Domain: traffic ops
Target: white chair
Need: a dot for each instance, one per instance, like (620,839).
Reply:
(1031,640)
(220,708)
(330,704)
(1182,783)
• • • •
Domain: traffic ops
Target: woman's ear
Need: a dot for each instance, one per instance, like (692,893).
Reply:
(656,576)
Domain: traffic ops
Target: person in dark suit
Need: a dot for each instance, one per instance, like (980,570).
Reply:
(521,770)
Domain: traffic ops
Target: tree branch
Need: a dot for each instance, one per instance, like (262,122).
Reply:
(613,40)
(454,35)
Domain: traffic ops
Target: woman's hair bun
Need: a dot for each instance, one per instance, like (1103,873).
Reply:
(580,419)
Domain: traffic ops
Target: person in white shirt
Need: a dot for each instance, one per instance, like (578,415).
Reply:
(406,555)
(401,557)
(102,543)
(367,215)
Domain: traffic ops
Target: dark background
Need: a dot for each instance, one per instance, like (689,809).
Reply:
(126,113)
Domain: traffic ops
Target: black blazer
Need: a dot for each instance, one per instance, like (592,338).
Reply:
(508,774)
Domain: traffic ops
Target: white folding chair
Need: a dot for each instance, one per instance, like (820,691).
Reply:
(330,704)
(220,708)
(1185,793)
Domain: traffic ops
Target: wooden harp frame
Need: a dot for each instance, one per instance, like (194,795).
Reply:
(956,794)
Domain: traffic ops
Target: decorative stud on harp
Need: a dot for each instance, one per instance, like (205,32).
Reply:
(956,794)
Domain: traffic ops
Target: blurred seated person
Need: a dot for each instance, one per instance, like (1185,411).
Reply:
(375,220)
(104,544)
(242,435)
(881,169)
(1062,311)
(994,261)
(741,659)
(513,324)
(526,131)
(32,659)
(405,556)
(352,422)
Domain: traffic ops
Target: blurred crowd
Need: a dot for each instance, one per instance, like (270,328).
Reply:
• • • •
TASK REQUIREMENTS ▸
In the data above, start at the line that has "Need: a dot for each instance, one per instance, like (262,122).", stop after the line that has "Target: white folding chair", and print every line in between exactly as it stands.

SOLUTION FOR THIS PROBLEM ▸
Need: a dot for each instance, one per instance, like (262,122).
Reply:
(613,40)
(454,35)
Domain: traffic ops
Target: woman's hair bun
Need: a dot for each instance, one per instance, like (1103,873).
Reply:
(580,419)
Domain: traffic ops
Target: person in white shirt
Need: a dot for each instance, one per instance, like (578,415).
Reply:
(406,555)
(401,557)
(102,543)
(367,215)
Domain: traffic ops
Target: dark background
Need: a dot for each instance, one per instance, like (689,809).
Reply:
(126,113)
Domain: traffic ops
Target: black blazer
Need: a dot for each instance, one per instance, like (592,338).
Reply:
(508,774)
Domain: traffic ops
Target: white folding chair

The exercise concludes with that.